─── Extracted data
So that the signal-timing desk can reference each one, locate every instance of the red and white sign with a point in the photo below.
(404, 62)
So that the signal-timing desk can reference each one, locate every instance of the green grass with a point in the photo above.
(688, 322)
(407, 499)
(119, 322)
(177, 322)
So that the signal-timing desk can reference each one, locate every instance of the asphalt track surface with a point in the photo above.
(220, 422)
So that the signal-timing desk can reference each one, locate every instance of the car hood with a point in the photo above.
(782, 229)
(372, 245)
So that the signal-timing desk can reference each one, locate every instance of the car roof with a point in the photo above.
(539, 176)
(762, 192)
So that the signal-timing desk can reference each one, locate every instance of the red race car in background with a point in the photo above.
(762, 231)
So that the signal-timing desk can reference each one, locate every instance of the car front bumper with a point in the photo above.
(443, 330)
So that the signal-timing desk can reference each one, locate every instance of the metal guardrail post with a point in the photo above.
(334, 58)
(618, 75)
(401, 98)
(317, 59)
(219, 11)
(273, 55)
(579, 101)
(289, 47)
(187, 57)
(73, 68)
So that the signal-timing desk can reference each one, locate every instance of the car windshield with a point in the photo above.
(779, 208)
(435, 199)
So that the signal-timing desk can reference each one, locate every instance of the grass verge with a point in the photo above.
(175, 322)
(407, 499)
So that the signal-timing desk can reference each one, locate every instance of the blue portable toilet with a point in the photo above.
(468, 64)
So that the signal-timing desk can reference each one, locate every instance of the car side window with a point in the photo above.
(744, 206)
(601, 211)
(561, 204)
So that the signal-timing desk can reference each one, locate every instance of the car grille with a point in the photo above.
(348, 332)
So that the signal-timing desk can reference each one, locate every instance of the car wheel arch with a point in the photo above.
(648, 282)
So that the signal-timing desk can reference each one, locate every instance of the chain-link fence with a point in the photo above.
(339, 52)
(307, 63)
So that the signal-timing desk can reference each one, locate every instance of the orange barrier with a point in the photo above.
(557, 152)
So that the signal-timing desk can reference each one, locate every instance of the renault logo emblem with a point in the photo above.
──────
### Work to be completed
Set all of the entries down again, exactly as they were given.

### Response to the exercise
So that the signal-timing desk can reference each one, locate every instance of the red and white sign with a point in the photo below.
(404, 62)
So that the signal-timing desk can reference each one, locate every instance of the green grass with a point in the photo above.
(688, 322)
(407, 499)
(119, 322)
(177, 322)
So that the signal-timing desk can reference each one, locate every instance of the asphalt track surface with a point in the photo above.
(220, 422)
So that the signal-timing desk can reference each one, locate every instance of the car hood with a point in the photo above.
(782, 229)
(372, 245)
So that the signal-timing desk can reference each one, locate every instance of the car roof with a point in the photo above.
(539, 176)
(762, 192)
So that the signal-timing desk can reference each one, locate every instance of the red race car in background with a point in the photo above.
(762, 231)
So that the signal-timing desk can reference each one, locate every instance of the car front bumper with a point in the photo above.
(443, 330)
So that the signal-timing desk can reference each one, locate every instance of the metal guardrail post with a point in the photo above.
(334, 58)
(618, 75)
(401, 98)
(317, 59)
(219, 11)
(273, 55)
(579, 101)
(289, 47)
(187, 57)
(73, 68)
So that the signal-timing desk can reference each one, locate every instance of the car windshield with a point in the photo above.
(779, 208)
(435, 199)
So that the signal-timing desk can reference each one, locate every instance of the grass verge with a point in the photo above.
(175, 322)
(407, 499)
So that the signal-timing desk can reference each one, locate every instance of the blue portable toilet with a point in the photo above.
(468, 64)
So that the signal-timing desk can reference each one, locate every instance of the car side window with a point in the photo above.
(744, 206)
(601, 211)
(561, 204)
So that the signal-timing desk can reference each one, locate every instance of the car grille with a point in the photo above.
(348, 332)
So that the signal-timing desk can reference each one, locate every instance of the car wheel arch with a point in the photo above.
(648, 282)
So that the signal-timing desk can reference each one, locate every instance of the chain-link fence with a point in the photo above.
(339, 52)
(307, 63)
So that the signal-timing desk can reference each one, locate every instance of the orange barrier with a point in the photo above.
(557, 152)
So that the signal-timing desk can reference each one, locate every instance of the renault logo emblem with a point in the photo above.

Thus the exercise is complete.